Given task a -> Transcribe the stretch of the passage on COD estimation from "Data set A2 were" through "criterion of R2.".

Extract ->

Data set A2 were obtained from the water samples collected from different devices, while Data set C were from one device taken at different times. The organic composition of the samples in Group A2 was supposed to be more diverse than that of Group C. The performance of the model could be better when calibrated using samples with a constant organic composition. Zhao et al.30 used a dilution of the potassium hydrogen phthalate and established the relationship between the COD concentration and A254–A546, and the R2 was up to 0.995. It is easy to deduce that the performance of the model calibrated using Data set C would be better than that of Data set A2. The criteria of RMSE, REV, and RMSRE confirmed this hypothesis. However, the R2 of the model calibrated using Data set A2 was very close to that calibrated using Data set C, indicating the misleading results when using the criterion of R2.
When the COD estimation method by UV-Vis spectroscopy was applied in practical engineering, the influences of various factors, such as the COD concentration range and the organic components in the water, should be considered. Many researchers stated that the criterion of the coefficient of determination (R2), which is frequently used, might reach to a very high value, even in a poor model. The RMSE is related to the COD concentration range. Hence, based on the criterion of RMSE, the accuracy could not be compared between the models that were calibrated using the data sets with different COD concentration ranges. It was proved that this problem could be solved by RMSRE. The REV has also been proved to be a suitable criterion for evaluating the robustness of the model. Hence, the two new criteria can better reflect the predictive performance of the model. RMSRE is used to evaluate the prediction accuracy of the model. Compared with RMSE, it will not be affected by the size of the measured value. It can be used to evaluate the predictive performance among different models. REV is used to evaluate the predictive robustness of the model. The calculation formula is simple and the evaluation effect is real and reliable. It is thus suitable to choose the RMSRE and REV to evaluate the performance of the model.
Methods | PLS | SVM | BP-neural network | |||
---|---|---|---|---|---|---|
Cal. | Val. | Cal. | Val. | Cal. | Val. | |
RMSE | 11.03 | 10.384 | 10.88 | 11.472 | 11.797 | 10.650 |
R2 | 0.949 | 0.945 | 0.953 | 0.931 | 0.942 | 0.979 |
RMSRE | 0.159 | 0.151 | 0.1625 | 0.1737 | 0.1696 | 0.1495 |
REV | 0.023 | 0.0224 | 0.0237 | 0.025 | 0.0238 | 0.0213 |
The choice for the best modeling method needs to take both the mathematical complexity and the performance into consideration, and the model performance in terms of accuracy and robustness might be affected by the realistic practical conditions. There has not yet been a universal modeling method reported with acceptable performance for different kinds of wastewater. Establishing a specific model for each type of wastewater may thus be the most efficient way. In this study, the PLS method was found to be suitable for estimation modeling of the COD concentration in the effluent of biotreatment devices used for rural sewage.

Supplied entries ->
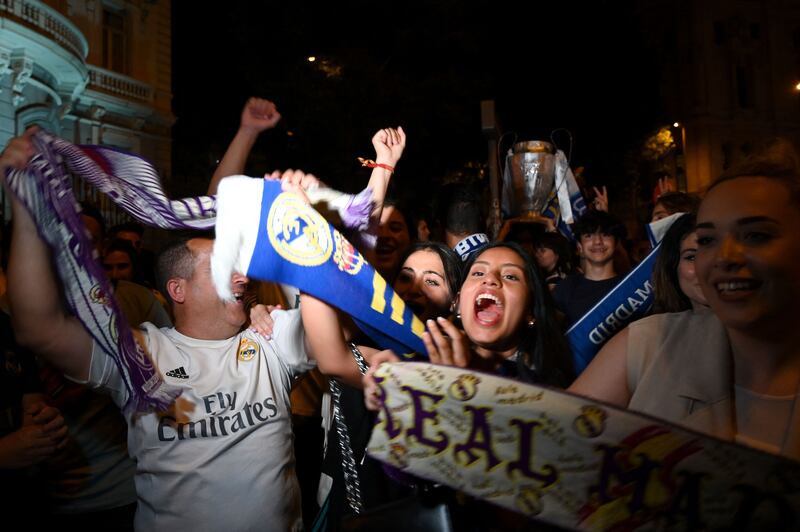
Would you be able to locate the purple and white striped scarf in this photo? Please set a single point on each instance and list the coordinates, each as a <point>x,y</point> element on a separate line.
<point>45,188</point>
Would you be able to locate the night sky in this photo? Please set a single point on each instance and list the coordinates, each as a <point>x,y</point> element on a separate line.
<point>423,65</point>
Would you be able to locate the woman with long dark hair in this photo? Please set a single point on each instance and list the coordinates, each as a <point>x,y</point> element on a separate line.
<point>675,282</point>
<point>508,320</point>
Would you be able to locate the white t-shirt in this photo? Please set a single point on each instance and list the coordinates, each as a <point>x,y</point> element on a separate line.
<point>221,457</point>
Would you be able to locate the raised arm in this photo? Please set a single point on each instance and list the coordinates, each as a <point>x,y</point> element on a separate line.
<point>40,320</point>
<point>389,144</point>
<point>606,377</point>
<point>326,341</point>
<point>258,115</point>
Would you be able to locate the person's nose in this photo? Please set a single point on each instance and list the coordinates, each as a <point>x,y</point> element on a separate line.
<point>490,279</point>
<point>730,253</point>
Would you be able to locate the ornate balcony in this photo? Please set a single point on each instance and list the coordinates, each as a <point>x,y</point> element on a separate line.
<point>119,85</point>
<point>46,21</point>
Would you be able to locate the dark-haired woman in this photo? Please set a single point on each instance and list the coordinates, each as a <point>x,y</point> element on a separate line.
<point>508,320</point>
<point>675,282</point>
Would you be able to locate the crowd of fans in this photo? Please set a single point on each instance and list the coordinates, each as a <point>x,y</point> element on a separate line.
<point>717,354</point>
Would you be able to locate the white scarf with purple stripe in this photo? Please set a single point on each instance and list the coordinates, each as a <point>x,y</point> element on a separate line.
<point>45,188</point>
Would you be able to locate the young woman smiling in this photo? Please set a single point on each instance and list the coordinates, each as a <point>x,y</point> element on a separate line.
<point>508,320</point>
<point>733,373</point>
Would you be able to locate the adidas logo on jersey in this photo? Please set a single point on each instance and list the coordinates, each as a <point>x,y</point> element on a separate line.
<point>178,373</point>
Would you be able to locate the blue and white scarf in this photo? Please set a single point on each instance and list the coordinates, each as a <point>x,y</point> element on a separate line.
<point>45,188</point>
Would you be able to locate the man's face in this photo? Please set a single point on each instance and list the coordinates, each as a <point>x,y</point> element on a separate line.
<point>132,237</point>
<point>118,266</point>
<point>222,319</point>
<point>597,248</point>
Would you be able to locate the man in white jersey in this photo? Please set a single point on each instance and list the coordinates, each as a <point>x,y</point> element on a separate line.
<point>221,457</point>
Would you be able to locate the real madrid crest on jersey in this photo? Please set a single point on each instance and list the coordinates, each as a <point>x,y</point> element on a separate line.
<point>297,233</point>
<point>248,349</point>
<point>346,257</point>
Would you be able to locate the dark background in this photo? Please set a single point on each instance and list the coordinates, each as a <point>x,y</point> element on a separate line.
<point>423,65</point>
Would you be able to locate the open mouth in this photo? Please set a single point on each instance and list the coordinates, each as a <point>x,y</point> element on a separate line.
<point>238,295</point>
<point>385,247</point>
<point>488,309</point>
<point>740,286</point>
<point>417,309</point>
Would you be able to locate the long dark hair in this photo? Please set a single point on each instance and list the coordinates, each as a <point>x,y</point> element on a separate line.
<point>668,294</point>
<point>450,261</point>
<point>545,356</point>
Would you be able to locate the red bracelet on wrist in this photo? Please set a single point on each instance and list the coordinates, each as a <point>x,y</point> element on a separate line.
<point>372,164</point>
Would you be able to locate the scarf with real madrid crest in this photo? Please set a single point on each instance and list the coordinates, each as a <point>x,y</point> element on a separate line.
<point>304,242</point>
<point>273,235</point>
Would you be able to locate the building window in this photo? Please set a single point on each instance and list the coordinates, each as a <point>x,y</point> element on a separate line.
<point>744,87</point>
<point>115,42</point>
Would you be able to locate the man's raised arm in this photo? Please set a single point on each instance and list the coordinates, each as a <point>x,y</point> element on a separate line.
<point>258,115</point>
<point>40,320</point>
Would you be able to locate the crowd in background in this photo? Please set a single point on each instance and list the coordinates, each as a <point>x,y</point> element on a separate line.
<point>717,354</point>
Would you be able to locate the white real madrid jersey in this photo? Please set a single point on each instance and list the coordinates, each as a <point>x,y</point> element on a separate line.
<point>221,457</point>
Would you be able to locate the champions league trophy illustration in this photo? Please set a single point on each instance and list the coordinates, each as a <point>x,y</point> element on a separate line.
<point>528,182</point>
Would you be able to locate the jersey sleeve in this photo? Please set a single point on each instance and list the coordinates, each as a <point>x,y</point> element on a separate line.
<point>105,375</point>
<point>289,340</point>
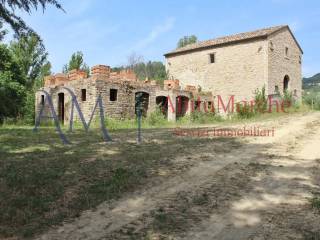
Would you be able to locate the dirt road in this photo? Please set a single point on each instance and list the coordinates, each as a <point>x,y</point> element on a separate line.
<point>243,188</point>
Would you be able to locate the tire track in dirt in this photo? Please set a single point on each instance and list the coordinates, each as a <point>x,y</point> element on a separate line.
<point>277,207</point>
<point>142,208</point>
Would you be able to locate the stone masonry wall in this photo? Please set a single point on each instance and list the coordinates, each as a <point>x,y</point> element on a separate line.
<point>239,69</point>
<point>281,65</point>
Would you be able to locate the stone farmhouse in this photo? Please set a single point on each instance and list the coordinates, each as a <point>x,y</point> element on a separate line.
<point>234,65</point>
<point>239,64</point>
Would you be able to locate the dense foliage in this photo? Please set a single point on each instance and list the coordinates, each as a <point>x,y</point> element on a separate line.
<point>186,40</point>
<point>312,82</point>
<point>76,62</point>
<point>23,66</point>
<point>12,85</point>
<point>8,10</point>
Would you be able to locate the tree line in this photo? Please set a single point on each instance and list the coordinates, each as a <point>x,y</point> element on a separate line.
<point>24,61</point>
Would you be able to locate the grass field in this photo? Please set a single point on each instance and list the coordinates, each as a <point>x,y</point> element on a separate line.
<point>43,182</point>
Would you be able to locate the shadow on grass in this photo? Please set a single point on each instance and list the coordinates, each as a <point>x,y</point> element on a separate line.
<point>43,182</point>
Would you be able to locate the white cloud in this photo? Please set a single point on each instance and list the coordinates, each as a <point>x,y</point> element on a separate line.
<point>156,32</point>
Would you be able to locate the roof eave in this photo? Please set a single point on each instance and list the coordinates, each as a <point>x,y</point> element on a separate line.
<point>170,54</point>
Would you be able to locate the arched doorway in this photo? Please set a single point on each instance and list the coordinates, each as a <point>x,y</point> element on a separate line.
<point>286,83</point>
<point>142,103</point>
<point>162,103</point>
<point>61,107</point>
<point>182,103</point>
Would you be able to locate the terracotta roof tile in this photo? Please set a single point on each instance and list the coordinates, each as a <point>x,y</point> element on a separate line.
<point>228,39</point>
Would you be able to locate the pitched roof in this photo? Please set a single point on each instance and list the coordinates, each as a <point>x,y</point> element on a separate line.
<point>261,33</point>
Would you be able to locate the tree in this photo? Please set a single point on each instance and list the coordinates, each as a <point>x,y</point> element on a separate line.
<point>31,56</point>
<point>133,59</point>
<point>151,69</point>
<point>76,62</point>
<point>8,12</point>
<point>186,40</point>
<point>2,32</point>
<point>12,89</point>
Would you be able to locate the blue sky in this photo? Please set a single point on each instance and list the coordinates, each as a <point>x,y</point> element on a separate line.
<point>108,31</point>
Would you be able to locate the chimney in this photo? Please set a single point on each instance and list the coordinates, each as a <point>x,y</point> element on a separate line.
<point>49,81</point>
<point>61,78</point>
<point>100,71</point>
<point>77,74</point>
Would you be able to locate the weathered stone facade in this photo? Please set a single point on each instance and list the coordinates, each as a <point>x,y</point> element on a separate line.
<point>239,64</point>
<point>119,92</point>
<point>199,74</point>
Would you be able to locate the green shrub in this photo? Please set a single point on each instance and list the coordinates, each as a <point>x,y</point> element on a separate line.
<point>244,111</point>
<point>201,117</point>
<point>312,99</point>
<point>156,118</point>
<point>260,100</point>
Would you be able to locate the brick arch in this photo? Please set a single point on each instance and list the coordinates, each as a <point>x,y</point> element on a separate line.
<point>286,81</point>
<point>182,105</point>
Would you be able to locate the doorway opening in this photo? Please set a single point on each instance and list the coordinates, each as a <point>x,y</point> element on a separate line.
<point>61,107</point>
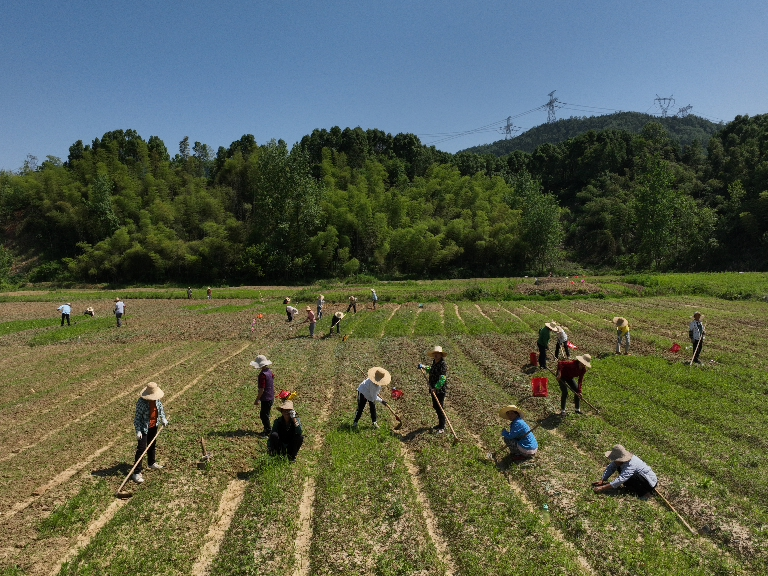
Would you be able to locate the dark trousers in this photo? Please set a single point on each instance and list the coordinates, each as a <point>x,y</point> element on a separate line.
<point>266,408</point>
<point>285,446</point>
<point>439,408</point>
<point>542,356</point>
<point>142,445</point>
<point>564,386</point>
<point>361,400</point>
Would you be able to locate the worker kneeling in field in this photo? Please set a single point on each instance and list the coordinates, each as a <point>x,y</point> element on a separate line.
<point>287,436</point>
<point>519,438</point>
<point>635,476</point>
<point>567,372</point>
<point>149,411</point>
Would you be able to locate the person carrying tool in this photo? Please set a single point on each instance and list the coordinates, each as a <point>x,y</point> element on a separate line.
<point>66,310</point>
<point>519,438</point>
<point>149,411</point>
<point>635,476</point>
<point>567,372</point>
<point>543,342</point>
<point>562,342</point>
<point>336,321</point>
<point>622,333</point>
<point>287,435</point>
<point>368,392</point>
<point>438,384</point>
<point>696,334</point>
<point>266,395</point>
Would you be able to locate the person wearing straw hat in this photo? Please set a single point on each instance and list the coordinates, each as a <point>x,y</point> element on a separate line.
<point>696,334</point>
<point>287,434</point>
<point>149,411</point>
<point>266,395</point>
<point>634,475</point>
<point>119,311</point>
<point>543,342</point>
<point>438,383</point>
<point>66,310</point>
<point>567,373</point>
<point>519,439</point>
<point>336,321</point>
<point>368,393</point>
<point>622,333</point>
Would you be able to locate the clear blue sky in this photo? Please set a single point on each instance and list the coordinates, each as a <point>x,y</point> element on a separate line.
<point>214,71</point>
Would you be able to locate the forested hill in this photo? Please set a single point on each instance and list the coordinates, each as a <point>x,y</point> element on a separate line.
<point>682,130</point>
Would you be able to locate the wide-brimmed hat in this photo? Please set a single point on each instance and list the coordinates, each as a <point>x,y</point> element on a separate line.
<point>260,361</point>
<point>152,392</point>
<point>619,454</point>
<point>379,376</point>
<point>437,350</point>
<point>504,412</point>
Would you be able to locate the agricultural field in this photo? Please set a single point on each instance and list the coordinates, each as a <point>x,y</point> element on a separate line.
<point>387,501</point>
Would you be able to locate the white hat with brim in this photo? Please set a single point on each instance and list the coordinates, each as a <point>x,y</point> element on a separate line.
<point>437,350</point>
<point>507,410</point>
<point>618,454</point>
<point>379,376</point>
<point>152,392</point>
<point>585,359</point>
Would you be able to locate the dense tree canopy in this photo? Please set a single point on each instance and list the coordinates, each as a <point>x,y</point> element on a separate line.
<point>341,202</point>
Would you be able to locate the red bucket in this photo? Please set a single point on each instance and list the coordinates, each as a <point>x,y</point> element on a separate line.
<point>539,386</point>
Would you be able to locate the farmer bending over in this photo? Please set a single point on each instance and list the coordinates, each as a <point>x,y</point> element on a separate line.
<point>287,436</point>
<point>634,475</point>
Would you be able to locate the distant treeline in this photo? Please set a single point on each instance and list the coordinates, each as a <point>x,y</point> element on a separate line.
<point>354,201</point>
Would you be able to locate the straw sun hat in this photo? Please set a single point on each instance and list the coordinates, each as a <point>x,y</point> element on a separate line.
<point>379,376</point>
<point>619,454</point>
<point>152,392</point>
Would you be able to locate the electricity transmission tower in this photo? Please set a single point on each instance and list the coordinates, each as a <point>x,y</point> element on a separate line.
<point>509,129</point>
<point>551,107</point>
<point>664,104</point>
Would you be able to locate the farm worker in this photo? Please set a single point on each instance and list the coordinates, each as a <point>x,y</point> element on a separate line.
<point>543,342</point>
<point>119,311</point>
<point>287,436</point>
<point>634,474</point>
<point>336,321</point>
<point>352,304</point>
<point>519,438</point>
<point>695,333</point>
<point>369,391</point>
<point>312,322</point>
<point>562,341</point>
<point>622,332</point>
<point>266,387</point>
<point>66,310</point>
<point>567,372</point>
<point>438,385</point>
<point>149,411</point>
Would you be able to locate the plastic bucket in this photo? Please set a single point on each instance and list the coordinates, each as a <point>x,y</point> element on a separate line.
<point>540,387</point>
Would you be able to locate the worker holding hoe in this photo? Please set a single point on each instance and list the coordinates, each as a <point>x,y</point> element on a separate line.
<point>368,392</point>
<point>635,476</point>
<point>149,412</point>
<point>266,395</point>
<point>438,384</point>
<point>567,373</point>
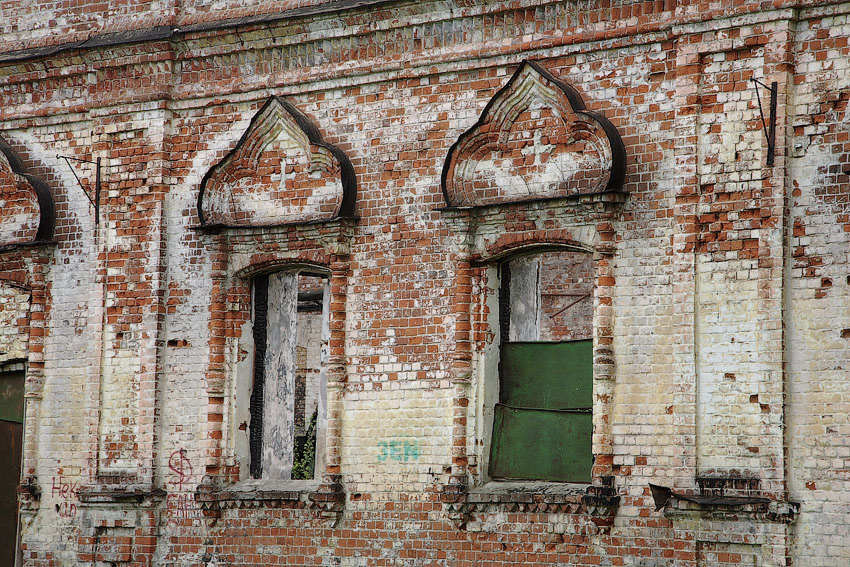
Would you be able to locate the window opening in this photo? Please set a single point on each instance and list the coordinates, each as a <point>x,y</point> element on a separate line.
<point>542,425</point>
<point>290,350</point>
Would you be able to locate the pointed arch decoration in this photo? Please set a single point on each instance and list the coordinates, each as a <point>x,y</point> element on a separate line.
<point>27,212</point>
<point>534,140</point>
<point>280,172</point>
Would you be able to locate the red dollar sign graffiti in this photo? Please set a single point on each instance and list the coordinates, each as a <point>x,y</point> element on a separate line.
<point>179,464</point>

Given task b -> Present the listing lines from the one containing "Would you be able to locate the shadow" through the one containing "<point>12,89</point>" as a Markdown table with the columns No. and Entry, numbering each row and omitting blank lines. Include only those lines.

Response a ->
Data set A2 were obtained from the water samples collected from different devices, while Data set C were from one device taken at different times. The organic composition of the samples in Group A2 was supposed to be more diverse than that of Group C. The performance of the model could be better when calibrated using samples with a constant organic composition. Zhao et al.30 used a dilution of the potassium hydrogen phthalate and established the relationship between the COD concentration and A254–A546, and the R2 was up to 0.995. It is easy to deduce that the performance of the model calibrated using Data set C would be better than that of Data set A2. The criteria of RMSE, REV, and RMSRE confirmed this hypothesis. However, the R2 of the model calibrated using Data set A2 was very close to that calibrated using Data set C, indicating the misleading results when using the criterion of R2.

Response b ->
| No. | Entry |
|---|---|
| 1 | Would you be able to locate the shadow on grass in this photo? Please set a single point on each instance and list the coordinates, each as a <point>x,y</point> element on a separate line. |
| 2 | <point>43,182</point> |
| 3 | Would you be able to locate the white cloud in this photo? Please set a single point on each instance and list the coordinates, each as a <point>x,y</point> element on a separate line. |
| 4 | <point>156,32</point> |
| 5 | Would you be able to locate the roof eave in this photo? Please set a single point on each instance and list the coordinates, each as a <point>x,y</point> element on a separate line. |
| 6 | <point>170,54</point> |
| 7 | Would you be able to locate the arched doorway in this photo? Please set a single point on each instance and list the coordinates, each as a <point>x,y</point> element on a separate line. |
| 8 | <point>286,83</point> |
| 9 | <point>142,103</point> |
| 10 | <point>162,103</point> |
| 11 | <point>61,107</point> |
| 12 | <point>182,103</point> |
| 13 | Would you be able to locate the terracotta roof tile in this photo? Please set a single point on each instance and list the coordinates, each as a <point>x,y</point> element on a separate line. |
| 14 | <point>228,39</point> |
| 15 | Would you be able to locate the pitched roof in this photo? Please set a single point on each instance and list the coordinates, each as a <point>x,y</point> element on a separate line. |
| 16 | <point>261,33</point> |
| 17 | Would you be able to locate the tree in this photo? Please set a single point on each instance and list the coordinates, each as a <point>x,y</point> element on a separate line. |
| 18 | <point>31,56</point> |
| 19 | <point>133,59</point> |
| 20 | <point>151,69</point> |
| 21 | <point>76,62</point> |
| 22 | <point>8,12</point> |
| 23 | <point>186,40</point> |
| 24 | <point>2,32</point> |
| 25 | <point>12,89</point> |